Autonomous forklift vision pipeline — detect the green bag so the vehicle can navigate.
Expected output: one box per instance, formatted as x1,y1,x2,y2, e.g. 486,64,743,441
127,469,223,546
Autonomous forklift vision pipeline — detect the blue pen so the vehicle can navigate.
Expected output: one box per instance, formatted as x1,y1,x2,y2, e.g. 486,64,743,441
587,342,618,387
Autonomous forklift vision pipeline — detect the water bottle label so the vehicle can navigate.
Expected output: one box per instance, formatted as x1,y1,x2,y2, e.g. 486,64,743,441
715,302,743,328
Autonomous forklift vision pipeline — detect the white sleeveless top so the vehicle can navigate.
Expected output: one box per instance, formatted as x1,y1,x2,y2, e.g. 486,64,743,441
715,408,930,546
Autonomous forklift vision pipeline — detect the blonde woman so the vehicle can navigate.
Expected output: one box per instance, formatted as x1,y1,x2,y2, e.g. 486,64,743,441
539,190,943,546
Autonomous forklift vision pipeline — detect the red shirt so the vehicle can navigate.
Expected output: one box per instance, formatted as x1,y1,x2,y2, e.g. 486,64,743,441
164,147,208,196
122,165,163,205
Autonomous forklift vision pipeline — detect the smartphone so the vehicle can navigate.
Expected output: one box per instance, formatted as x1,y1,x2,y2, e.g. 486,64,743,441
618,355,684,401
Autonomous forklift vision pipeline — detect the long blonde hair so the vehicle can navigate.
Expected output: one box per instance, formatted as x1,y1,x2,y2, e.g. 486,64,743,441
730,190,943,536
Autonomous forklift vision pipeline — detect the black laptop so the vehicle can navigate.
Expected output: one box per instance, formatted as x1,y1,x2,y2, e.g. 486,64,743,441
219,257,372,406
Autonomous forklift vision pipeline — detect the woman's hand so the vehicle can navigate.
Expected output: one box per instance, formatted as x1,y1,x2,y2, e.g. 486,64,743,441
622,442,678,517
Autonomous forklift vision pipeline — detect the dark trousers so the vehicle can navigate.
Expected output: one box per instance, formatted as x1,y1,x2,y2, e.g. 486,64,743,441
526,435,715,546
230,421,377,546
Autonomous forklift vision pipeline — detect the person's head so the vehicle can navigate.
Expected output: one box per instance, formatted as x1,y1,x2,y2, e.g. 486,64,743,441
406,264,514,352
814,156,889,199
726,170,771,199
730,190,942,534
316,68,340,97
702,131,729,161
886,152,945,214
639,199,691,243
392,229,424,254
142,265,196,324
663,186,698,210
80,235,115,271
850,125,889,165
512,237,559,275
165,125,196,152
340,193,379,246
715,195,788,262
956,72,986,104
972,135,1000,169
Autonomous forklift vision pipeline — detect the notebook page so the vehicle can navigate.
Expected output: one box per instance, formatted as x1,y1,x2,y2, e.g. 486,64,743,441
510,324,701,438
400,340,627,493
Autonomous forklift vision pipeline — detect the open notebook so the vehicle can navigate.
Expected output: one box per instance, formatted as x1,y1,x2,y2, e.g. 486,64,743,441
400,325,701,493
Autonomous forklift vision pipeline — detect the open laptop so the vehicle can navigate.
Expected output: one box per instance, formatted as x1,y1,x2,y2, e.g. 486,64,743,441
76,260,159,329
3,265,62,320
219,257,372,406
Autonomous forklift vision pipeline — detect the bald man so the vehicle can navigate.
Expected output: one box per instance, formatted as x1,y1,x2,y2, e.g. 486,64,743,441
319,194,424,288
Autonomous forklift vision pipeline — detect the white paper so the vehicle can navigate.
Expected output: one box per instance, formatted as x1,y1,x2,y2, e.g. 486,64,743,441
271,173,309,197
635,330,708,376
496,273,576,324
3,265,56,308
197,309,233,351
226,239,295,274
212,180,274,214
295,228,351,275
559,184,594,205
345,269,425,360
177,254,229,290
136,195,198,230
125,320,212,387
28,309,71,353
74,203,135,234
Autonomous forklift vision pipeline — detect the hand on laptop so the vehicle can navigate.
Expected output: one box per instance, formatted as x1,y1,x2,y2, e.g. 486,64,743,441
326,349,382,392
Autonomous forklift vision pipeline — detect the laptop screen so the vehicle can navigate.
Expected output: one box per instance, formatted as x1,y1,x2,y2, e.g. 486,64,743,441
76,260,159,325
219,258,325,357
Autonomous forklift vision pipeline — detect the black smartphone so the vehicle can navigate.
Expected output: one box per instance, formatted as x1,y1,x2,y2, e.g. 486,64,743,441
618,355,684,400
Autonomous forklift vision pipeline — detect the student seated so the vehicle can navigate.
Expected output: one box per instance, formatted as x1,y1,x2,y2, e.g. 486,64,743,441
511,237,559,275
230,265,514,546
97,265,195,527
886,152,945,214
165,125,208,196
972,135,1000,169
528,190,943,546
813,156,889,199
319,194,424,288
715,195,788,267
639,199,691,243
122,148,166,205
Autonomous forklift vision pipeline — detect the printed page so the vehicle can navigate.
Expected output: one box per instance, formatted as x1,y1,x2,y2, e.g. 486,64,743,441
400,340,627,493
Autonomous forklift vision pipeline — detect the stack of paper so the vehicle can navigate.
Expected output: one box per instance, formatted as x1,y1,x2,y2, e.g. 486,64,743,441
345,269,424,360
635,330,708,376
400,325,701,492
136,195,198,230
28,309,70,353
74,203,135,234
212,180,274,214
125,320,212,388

----------------

Reproduce verbatim everything in the records above, from the very first line down to and including the line that contains "715,302,743,328".

▶ _FULL OUTPUT_
Autonomous forklift vision pipeline — detect the green bag so the vehicle can navigate.
Expected output: one box per instance, formatted as x1,y1,x2,y2, e.g. 486,64,743,441
127,469,223,546
Autonomous forklift vision pipeline — detect the blue pen so the vehicle can navigate.
Expected output: one box per instance, formatted as x1,y1,x2,y2, e.g. 486,64,743,441
587,342,618,387
Autonomous forklift vision pipeline — detect the water bottle label so the vehicle can navigate.
Expected output: one box per instance, formatted as x1,y1,x2,y2, e.g. 486,64,743,441
715,302,743,328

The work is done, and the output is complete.